*Required tasks*
[1] From the compiler optimization thread, reproduce word for word the part that opens with the words containing "It seems like" and closes with "very limited use.".
[2] Answer these questions using the compiler optimization thread:
(a) Which compiler does adrian17 say can perform the optimization?
(b) According to monocasa's second post, what is the code most of?
(c) How does ospr3y describe the optimization?
[3] List every variable name that appears in the code snippets of the compiler optimization thread.

> I have an idea that the "espresso" algorithm could be used to minimize not onl...

monocasa · on Jan 10, 2020

It's useful in the compiler. For instance one optimization I haven't seen but would like to is going from

  if( value1 < 0 || value2 < 0 || value3 < 0 ) {

to

  temp = value1 | value2 | value3;
  if( temp < 0 ) {

Taking a sort of hardware, Boolean logic view makes this possible, as VHDL generally does this when synthesed.

adrian17 · on Jan 10, 2020

It seems like Clang is capable of doing this optimization:

> https://godbolt.org/z/oCQNbq

monocasa · on Jan 10, 2020

Neat! It didn't a few years ago.

This is most of the inner loop of a barycentric coordinate rasterizer, so I was pretty concerned about micro-optimizations when I was checking.

ospr3y · on Jan 10, 2020

As a compiler writer I can tell you that this is a complex optimisation with very limited use.

*Supplied records*

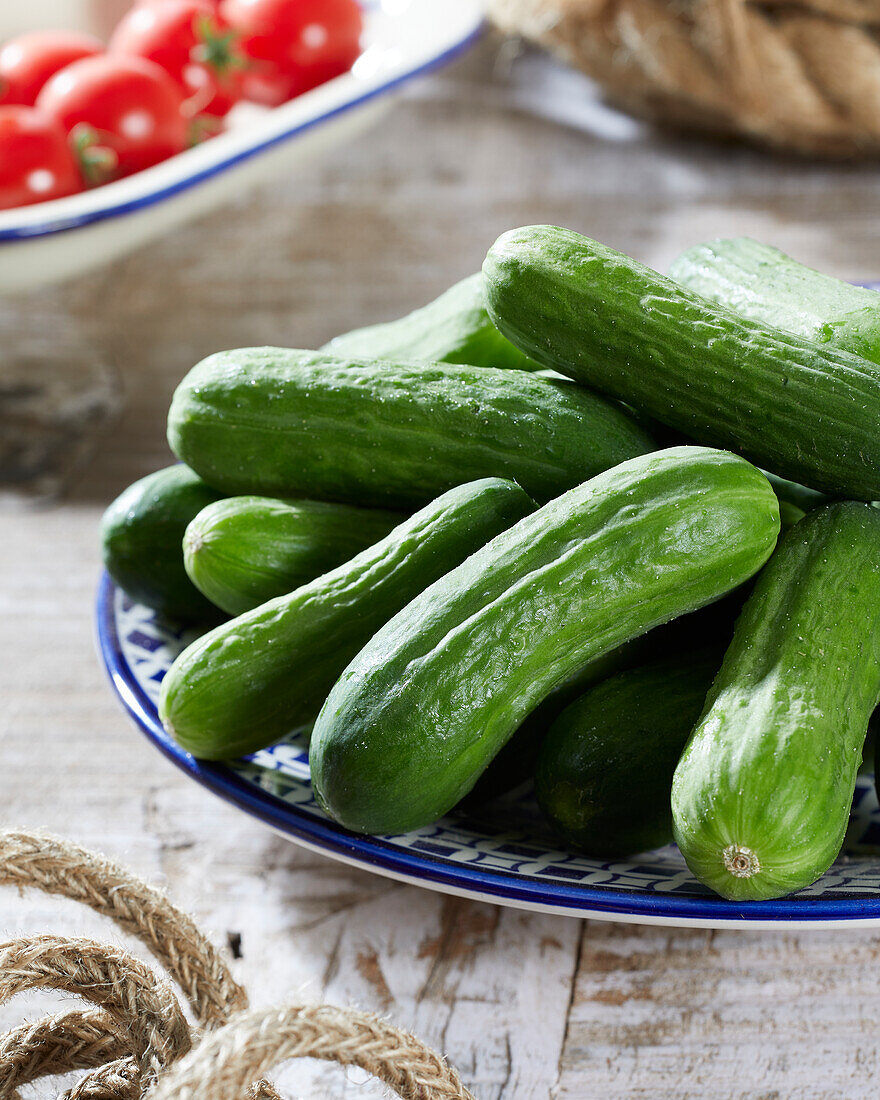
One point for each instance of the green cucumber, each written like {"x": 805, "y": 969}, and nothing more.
{"x": 761, "y": 796}
{"x": 708, "y": 628}
{"x": 804, "y": 411}
{"x": 141, "y": 536}
{"x": 605, "y": 768}
{"x": 281, "y": 422}
{"x": 253, "y": 680}
{"x": 244, "y": 550}
{"x": 431, "y": 700}
{"x": 516, "y": 762}
{"x": 763, "y": 284}
{"x": 452, "y": 329}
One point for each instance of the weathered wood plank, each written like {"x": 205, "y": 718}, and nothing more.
{"x": 373, "y": 230}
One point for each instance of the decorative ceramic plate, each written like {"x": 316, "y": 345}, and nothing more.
{"x": 504, "y": 855}
{"x": 403, "y": 39}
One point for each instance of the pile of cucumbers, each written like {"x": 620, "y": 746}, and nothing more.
{"x": 531, "y": 532}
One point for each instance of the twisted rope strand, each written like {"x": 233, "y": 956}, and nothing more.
{"x": 109, "y": 977}
{"x": 796, "y": 74}
{"x": 56, "y": 1045}
{"x": 135, "y": 1042}
{"x": 56, "y": 867}
{"x": 255, "y": 1042}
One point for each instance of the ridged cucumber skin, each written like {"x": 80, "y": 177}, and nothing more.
{"x": 516, "y": 761}
{"x": 141, "y": 536}
{"x": 279, "y": 422}
{"x": 253, "y": 680}
{"x": 430, "y": 701}
{"x": 761, "y": 796}
{"x": 453, "y": 328}
{"x": 707, "y": 629}
{"x": 804, "y": 411}
{"x": 763, "y": 284}
{"x": 605, "y": 768}
{"x": 244, "y": 550}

*Answers*
[1]
It seems like Clang is capable of doing this optimization:

> https://godbolt.org/z/oCQNbq

monocasa · on Jan 10, 2020

Neat! It didn't a few years ago.

This is most of the inner loop of a barycentric coordinate rasterizer, so I was pretty concerned about micro-optimizations when I was checking.

ospr3y · on Jan 10, 2020

As a compiler writer I can tell you that this is a complex optimisation with very limited use.

[2]
(a) Clang
(b) The inner loop of a barycentric coordinate rasterizer
(c) As a complex optimisation with very limited use

[3] value1, value2, value3, temp